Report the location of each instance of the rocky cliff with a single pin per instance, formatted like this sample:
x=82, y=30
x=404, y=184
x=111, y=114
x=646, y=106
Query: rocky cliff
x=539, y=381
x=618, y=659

_EXERCISE PROMPT_.
Every line of the data must appear again in the answer, exactly as written.

_RESPONSE TO THE EXERCISE_.
Report the location of each instance of the rocky cliff with a single pin per instance, formatted like this sample:
x=82, y=30
x=404, y=184
x=111, y=114
x=646, y=106
Query: rocky cliff
x=539, y=381
x=618, y=659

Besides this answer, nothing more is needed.